▸ **Complete the following**:
a - Please transcribe the passage of the immigration reform text starting with "In the report" and going on through "costs of inaction.".
b - Express the entries as a numbered list, starting with the line with "Target: red bridal veil." and going on through the last line of the entries, leaving out blank lines.

▸ **Page text**:
[START]
In the report titled, “The Economic Benefits of Fixing Our Broken Immigration System,” the President’s National Economic Council, Domestic Policy Council, Office of Management and Budget, and Council of Economic Advisers detailed the range of benefits to the US economy that would be realized from passage of commonsense immigration reform, and the high costs of inaction.

“America has always been a nation of immigrants, and throughout the nation’s history, immigrants from around the globe have kept our workforce vibrant, our businesses on the cutting edge, and helped to build the greatest economic engine in the world,” the report said, noting, “Today, too many employers game the system by hiring undocumented workers and there are 11 million people living and working in the shadow economy. Neither is good for the economy or the country. It is time to fix our broken immigration system.”

Earlier in the week, there was a note of heightened expectation on the part of millions of illegal immigrants hoping to attain legal status in the United States, but at the same time, a number of members of Congress, whose forefathers landed on the shores of the US from other countries and were granted legal access, have been standing firm in their opposition to granting the same rights.

The US Senate saw the culmination of the first phase of the ongoing immigration debate with the passage of S.744, the bipartisan immigration reform bill, in the US Senate by a 68-32 margin on June 27. Although the prospects of the measure sailing through the Republican-controlled House of Representatives in its present form are slim, pressure is building to stabilize the US immigration system.
[END]
[Entries from an annotation dataset]
[START]
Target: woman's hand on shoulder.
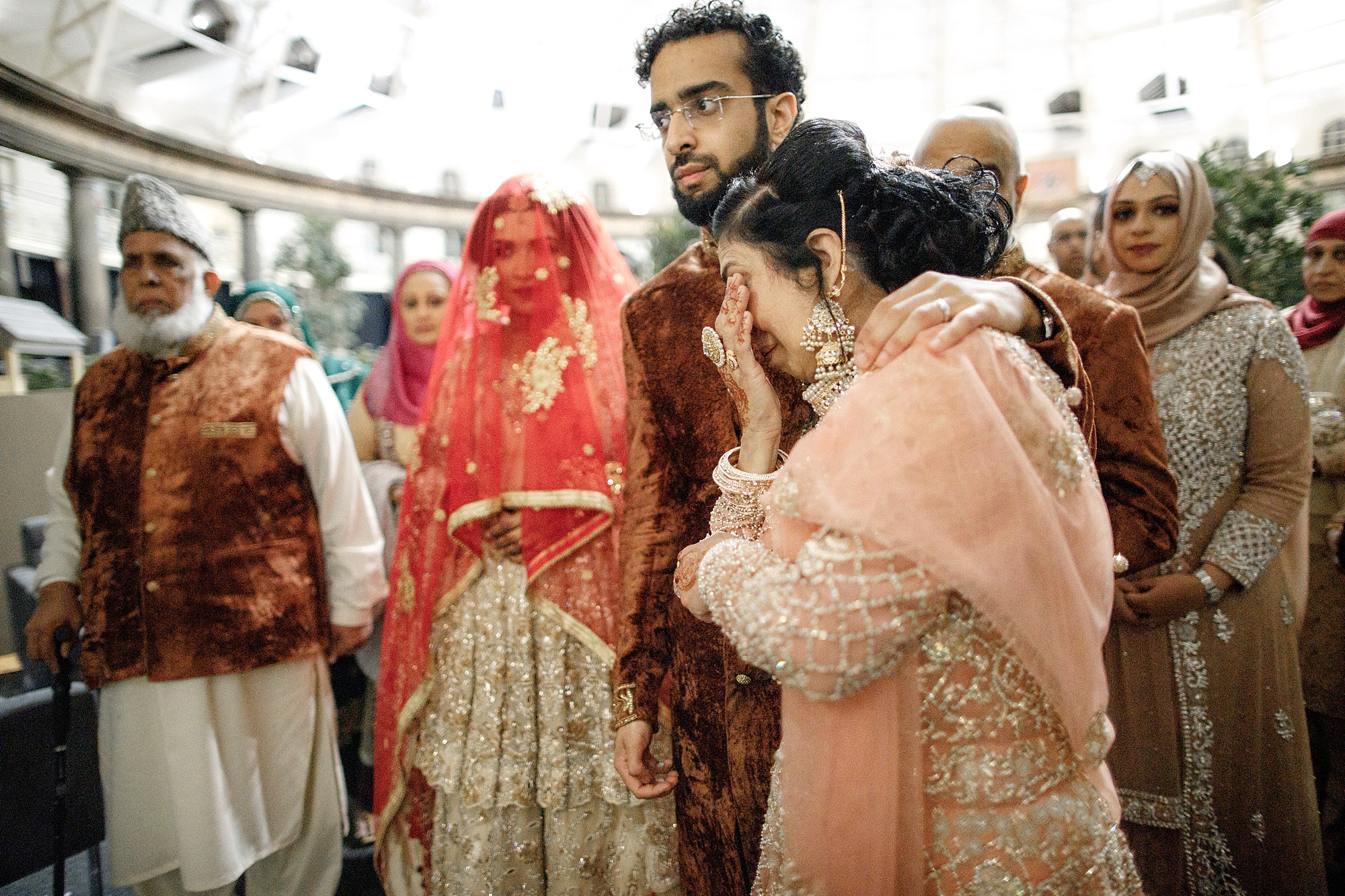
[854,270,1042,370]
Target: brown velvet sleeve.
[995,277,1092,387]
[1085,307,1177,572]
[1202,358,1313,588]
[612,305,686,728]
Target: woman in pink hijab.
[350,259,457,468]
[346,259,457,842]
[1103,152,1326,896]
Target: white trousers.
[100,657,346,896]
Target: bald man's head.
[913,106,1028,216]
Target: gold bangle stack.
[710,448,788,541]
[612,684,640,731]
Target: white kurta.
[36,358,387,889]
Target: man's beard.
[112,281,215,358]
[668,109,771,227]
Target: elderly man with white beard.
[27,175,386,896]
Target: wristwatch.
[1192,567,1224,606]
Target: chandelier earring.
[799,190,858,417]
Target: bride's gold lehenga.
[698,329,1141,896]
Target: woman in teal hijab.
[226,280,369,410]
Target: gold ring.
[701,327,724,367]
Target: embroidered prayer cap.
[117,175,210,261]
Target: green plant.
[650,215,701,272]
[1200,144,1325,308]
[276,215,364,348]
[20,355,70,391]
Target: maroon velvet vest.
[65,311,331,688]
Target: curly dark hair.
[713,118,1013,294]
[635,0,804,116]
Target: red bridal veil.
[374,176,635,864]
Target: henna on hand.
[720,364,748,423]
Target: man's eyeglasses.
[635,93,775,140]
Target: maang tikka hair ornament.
[END]
▸ **Answers by task**:
a -
In the report titled, “The Economic Benefits of Fixing Our Broken Immigration System,” the President’s National Economic Council, Domestic Policy Council, Office of Management and Budget, and Council of Economic Advisers detailed the range of benefits to the US economy that would be realized from passage of commonsense immigration reform, and the high costs of inaction.

b -
1. Target: red bridal veil.
2. [374,176,635,864]
3. Target: henna on hand.
4. [720,364,748,423]
5. Target: man's eyeglasses.
6. [635,93,775,140]
7. Target: maang tikka hair ornament.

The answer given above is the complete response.